Reproduce verbatim the lines of the data below, starting at the line containing "Could you kindly segment every instance of the finger?" and ending at the line containing "[[55,79],[55,76],[46,75],[45,78],[46,80],[53,80]]", both included.
## start Supplied entries
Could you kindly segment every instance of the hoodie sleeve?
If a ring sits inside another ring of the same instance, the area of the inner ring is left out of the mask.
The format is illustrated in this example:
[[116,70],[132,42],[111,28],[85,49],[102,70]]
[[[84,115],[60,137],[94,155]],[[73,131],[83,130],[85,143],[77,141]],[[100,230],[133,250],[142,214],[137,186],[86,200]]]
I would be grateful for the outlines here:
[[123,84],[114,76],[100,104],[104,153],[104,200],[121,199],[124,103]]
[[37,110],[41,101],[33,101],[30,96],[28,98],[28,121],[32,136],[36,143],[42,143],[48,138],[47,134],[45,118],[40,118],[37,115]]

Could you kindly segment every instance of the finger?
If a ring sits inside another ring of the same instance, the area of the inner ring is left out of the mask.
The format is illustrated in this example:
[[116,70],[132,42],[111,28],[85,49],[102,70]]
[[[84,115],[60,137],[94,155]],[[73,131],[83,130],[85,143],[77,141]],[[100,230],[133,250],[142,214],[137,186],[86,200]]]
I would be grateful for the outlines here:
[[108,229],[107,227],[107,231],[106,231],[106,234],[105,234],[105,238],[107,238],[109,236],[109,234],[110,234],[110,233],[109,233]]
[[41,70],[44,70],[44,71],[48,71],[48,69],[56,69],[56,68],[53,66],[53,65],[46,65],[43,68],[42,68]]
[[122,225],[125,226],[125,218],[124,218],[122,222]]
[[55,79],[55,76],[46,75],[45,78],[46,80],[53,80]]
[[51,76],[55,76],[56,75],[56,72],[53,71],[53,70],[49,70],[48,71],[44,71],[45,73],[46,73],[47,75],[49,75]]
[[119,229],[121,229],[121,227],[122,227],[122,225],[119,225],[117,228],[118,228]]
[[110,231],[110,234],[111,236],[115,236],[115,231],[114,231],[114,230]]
## end Supplied entries
_Result of the task:_
Could you kindly segment every instance of the finger?
If a ring sits inside another ring of the same instance, the area of the inner ring is left out of the mask.
The format is illustrated in this example:
[[116,70],[132,42],[111,28],[85,49],[102,70]]
[[[84,115],[60,137],[94,155]],[[73,131],[83,130],[85,143],[77,141]],[[100,230],[133,250],[142,214],[137,186],[86,200]]]
I would be grateful for the outlines here:
[[108,229],[107,227],[107,231],[106,231],[106,234],[105,234],[105,238],[107,238],[109,236],[109,234],[110,234],[110,233],[109,233]]
[[41,70],[44,70],[44,71],[48,71],[48,69],[56,69],[56,68],[53,66],[53,65],[46,65],[43,68],[42,68]]
[[122,225],[125,226],[125,218],[124,218],[122,222]]
[[55,79],[55,76],[46,75],[45,78],[46,80],[53,80]]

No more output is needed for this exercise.